(Contour labeling items)
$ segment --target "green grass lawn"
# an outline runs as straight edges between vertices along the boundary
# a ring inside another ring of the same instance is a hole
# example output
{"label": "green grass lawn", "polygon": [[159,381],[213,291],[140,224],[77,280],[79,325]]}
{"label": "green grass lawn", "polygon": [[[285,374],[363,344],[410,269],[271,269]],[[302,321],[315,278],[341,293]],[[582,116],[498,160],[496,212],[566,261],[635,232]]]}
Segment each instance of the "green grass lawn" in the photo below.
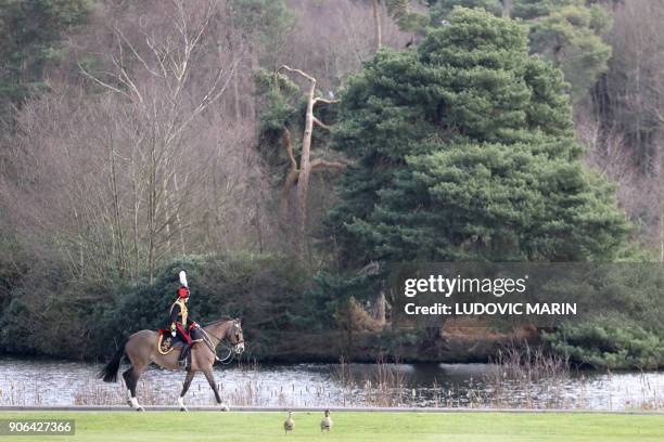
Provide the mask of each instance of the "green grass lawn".
{"label": "green grass lawn", "polygon": [[74,437],[0,437],[0,442],[52,441],[664,441],[664,416],[509,413],[333,413],[321,435],[321,413],[295,413],[284,435],[285,413],[79,412],[0,413],[8,418],[75,419]]}

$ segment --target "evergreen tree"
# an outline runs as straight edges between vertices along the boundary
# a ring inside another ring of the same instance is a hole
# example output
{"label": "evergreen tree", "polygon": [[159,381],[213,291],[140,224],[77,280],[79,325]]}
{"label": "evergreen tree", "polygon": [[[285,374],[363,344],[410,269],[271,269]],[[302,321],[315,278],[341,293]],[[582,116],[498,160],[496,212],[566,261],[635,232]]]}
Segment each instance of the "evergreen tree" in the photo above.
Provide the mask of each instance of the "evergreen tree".
{"label": "evergreen tree", "polygon": [[43,84],[64,30],[81,24],[91,0],[0,0],[0,117]]}
{"label": "evergreen tree", "polygon": [[372,260],[610,260],[627,233],[582,164],[565,83],[519,23],[455,9],[417,50],[353,77],[334,145],[354,158],[329,233]]}
{"label": "evergreen tree", "polygon": [[609,12],[585,0],[515,0],[513,17],[528,21],[531,51],[551,60],[582,99],[606,72],[611,47],[602,36],[611,28]]}
{"label": "evergreen tree", "polygon": [[500,0],[437,0],[431,4],[429,10],[434,26],[437,26],[440,21],[445,20],[455,6],[482,8],[494,15],[502,14],[502,3]]}

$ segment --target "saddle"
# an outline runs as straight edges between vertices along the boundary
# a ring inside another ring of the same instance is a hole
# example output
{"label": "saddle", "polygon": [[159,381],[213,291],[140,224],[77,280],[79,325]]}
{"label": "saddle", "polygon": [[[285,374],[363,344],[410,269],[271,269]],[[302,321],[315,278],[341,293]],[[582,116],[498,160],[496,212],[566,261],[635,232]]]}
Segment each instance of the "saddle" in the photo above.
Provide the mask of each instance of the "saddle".
{"label": "saddle", "polygon": [[168,328],[159,328],[159,340],[157,342],[157,350],[161,354],[168,354],[175,348],[181,348],[184,342],[180,339],[179,334],[174,338],[170,336],[170,330]]}
{"label": "saddle", "polygon": [[[186,344],[191,344],[192,342],[196,342],[197,340],[200,340],[197,339],[199,338],[199,334],[196,333],[197,327],[199,327],[197,324],[192,323],[189,325],[188,329],[184,330],[178,324],[178,333],[176,334],[175,338],[170,336],[170,330],[168,328],[159,328],[158,329],[159,340],[157,342],[157,350],[162,354],[168,354],[175,348],[182,348]],[[182,340],[182,337],[184,337],[186,340]]]}

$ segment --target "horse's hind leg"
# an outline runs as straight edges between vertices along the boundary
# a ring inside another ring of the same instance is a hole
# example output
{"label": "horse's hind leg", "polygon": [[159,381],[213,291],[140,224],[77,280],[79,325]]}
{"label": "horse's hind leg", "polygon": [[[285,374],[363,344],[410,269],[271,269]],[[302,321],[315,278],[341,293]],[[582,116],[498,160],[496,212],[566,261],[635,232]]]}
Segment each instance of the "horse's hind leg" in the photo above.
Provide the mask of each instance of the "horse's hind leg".
{"label": "horse's hind leg", "polygon": [[228,412],[228,405],[221,403],[221,396],[219,395],[219,390],[217,389],[217,382],[215,381],[215,375],[213,374],[212,367],[203,372],[205,374],[205,378],[207,379],[207,384],[215,392],[215,399],[217,400],[217,405],[221,407],[222,411]]}
{"label": "horse's hind leg", "polygon": [[187,377],[184,378],[184,384],[182,385],[182,391],[180,392],[180,396],[178,398],[178,404],[180,405],[180,412],[189,411],[184,406],[184,394],[187,394],[187,391],[189,390],[189,386],[191,386],[191,381],[193,380],[193,377],[195,374],[196,374],[195,372],[187,373]]}
{"label": "horse's hind leg", "polygon": [[138,385],[138,379],[140,376],[140,372],[138,372],[133,365],[123,373],[123,378],[125,379],[125,385],[127,386],[129,393],[129,406],[139,412],[144,412],[145,408],[143,408],[138,403],[138,399],[136,399],[136,386]]}

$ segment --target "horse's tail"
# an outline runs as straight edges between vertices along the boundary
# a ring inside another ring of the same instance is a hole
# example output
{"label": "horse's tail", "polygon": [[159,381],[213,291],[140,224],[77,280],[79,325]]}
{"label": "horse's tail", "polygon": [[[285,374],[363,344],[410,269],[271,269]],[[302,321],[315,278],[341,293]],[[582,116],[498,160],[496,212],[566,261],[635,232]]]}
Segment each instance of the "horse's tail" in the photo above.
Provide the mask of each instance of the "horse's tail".
{"label": "horse's tail", "polygon": [[117,382],[117,372],[119,370],[119,364],[125,355],[125,344],[127,340],[128,339],[125,339],[119,349],[117,349],[111,362],[99,372],[99,377],[103,379],[104,382]]}

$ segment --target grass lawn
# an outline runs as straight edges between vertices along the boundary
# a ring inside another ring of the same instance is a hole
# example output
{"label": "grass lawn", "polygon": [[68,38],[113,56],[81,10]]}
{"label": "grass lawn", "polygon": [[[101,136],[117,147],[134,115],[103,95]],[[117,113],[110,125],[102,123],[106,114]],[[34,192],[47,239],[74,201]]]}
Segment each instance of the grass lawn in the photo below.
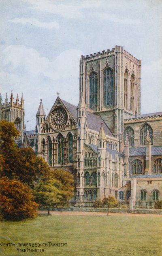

REQUEST
Change "Provide the mask of each instance" to "Return the outline of every instance" everywhere it occurs in the data above, and copy out the rest unchanged. Leave the pictures out.

ANSWER TO THE TASK
$ segment --target "green grass lawn"
# an outline runs as straight edges between vertices along the boundary
# a ring inside another ring of the same instance is a hole
# example output
{"label": "green grass lawn", "polygon": [[159,381],[213,291],[140,224],[77,280],[79,325]]}
{"label": "green grass lawn", "polygon": [[[285,374],[363,344],[410,269],[271,269]],[[302,321],[315,278],[341,293]],[[582,116],[498,160],[496,212],[566,261],[635,232]]]}
Segment each instance of the "green grass lawn" in the photo below.
Return the outline of every instance of the "green grass lawn".
{"label": "green grass lawn", "polygon": [[74,437],[0,437],[0,442],[52,441],[664,441],[664,416],[509,413],[333,413],[321,435],[321,413],[295,413],[284,435],[285,413],[79,412],[0,413],[8,418],[75,419]]}

$ segment --target "evergreen tree"
# an outline runs as straight edges between vertices along the boundary
# a ring inside another ring of the same instance is a hole
# example output
{"label": "evergreen tree", "polygon": [[159,381],[213,291],[140,224],[77,280],[79,325]]}
{"label": "evergreen tree", "polygon": [[[285,374],[363,344],[410,269],[271,269]],[[302,321],[315,278],[341,293]],[[582,116],[498,160],[496,212],[566,261],[635,232]]]}
Segment each instance of the "evergreen tree" in the photo above.
Return the outline of every instance of the "evergreen tree".
{"label": "evergreen tree", "polygon": [[43,84],[64,30],[81,24],[91,0],[0,0],[0,117]]}
{"label": "evergreen tree", "polygon": [[372,260],[610,260],[627,233],[582,164],[565,83],[519,23],[455,9],[417,50],[353,77],[334,145],[354,158],[329,233]]}
{"label": "evergreen tree", "polygon": [[609,12],[585,0],[515,0],[513,17],[528,21],[531,51],[551,60],[582,99],[606,72],[611,47],[602,36],[611,28]]}
{"label": "evergreen tree", "polygon": [[500,0],[437,0],[431,4],[429,10],[434,26],[437,26],[440,21],[445,20],[455,6],[482,8],[494,15],[502,14],[502,3]]}

$ segment --target "saddle"
# an outline runs as straight edges between vertices along the boundary
# a ring inside another ring of the same instance is a hole
# example output
{"label": "saddle", "polygon": [[159,381],[213,291],[140,224],[77,280],[79,325]]}
{"label": "saddle", "polygon": [[[285,374],[363,344],[410,269],[271,269]],[[302,321],[315,278],[341,293]],[[582,116],[498,160],[496,212],[566,261],[635,232]]]}
Segment each instance of the "saddle" in the photo above.
Return the outline of every instance of the "saddle".
{"label": "saddle", "polygon": [[168,328],[159,328],[159,340],[157,342],[157,350],[161,354],[168,354],[175,348],[181,348],[184,342],[180,339],[179,334],[174,338],[170,336],[170,330]]}
{"label": "saddle", "polygon": [[[186,344],[191,344],[192,342],[196,342],[197,340],[200,340],[197,339],[199,338],[199,334],[196,333],[197,327],[199,327],[197,324],[192,323],[189,325],[188,329],[184,330],[178,324],[178,333],[176,334],[175,338],[170,336],[170,330],[168,328],[159,328],[158,329],[159,340],[157,342],[157,350],[162,354],[168,354],[175,348],[182,348]],[[182,340],[182,337],[184,337],[186,340]]]}

$ segment --target "horse's hind leg"
# an outline runs as straight edges between vertices along the boundary
# a ring inside another ring of the same instance is a hole
# example output
{"label": "horse's hind leg", "polygon": [[159,381],[213,291],[140,224],[77,280],[79,325]]}
{"label": "horse's hind leg", "polygon": [[[285,374],[363,344],[410,269],[271,269]],[[302,321],[315,278],[341,293]],[[582,116],[498,160],[496,212],[566,261],[635,232]]]}
Segment each instance of the "horse's hind leg" in the photo above.
Return the outline of every instance of the "horse's hind leg".
{"label": "horse's hind leg", "polygon": [[228,412],[228,405],[221,403],[221,396],[219,395],[219,390],[217,389],[217,382],[215,381],[215,375],[213,374],[212,367],[203,372],[205,374],[205,378],[207,379],[207,384],[215,392],[215,399],[217,400],[217,405],[221,407],[222,411]]}
{"label": "horse's hind leg", "polygon": [[187,377],[184,378],[184,384],[182,385],[182,391],[180,392],[180,396],[178,398],[178,404],[180,405],[180,412],[189,411],[184,406],[184,394],[187,394],[187,391],[189,390],[189,386],[191,386],[191,381],[193,380],[193,377],[195,374],[196,374],[195,372],[187,373]]}
{"label": "horse's hind leg", "polygon": [[138,385],[138,379],[140,376],[140,372],[138,372],[133,365],[123,373],[123,378],[125,379],[125,385],[127,386],[129,393],[129,406],[139,412],[144,412],[145,408],[143,408],[138,403],[138,399],[136,399],[136,386]]}

$ segment --target "horse's tail"
# an outline runs as straight edges between vertices along the boundary
# a ring inside another ring of the same instance is a hole
# example output
{"label": "horse's tail", "polygon": [[159,381],[213,291],[140,224],[77,280],[79,325]]}
{"label": "horse's tail", "polygon": [[[285,374],[363,344],[410,269],[271,269]],[[302,321],[315,278],[341,293]],[[582,116],[498,160],[496,212],[566,261],[635,232]]]}
Segment each instance of the "horse's tail" in the photo above.
Return the outline of every instance of the "horse's tail".
{"label": "horse's tail", "polygon": [[117,382],[117,372],[119,370],[119,364],[125,355],[125,344],[127,340],[128,339],[125,339],[119,349],[117,349],[111,362],[99,372],[99,377],[103,379],[104,382]]}

$ segment --target grass lawn
# an outline runs as straight edges between vertices along the boundary
# a ring inside another ring of the same instance is a hole
# example output
{"label": "grass lawn", "polygon": [[68,38],[113,56],[81,10]]}
{"label": "grass lawn", "polygon": [[[101,136],[117,147],[134,115],[103,95]],[[117,113],[110,125],[102,123],[106,114]],[[34,192],[47,239],[74,201]]]}
Segment each instance of the grass lawn in the photo below.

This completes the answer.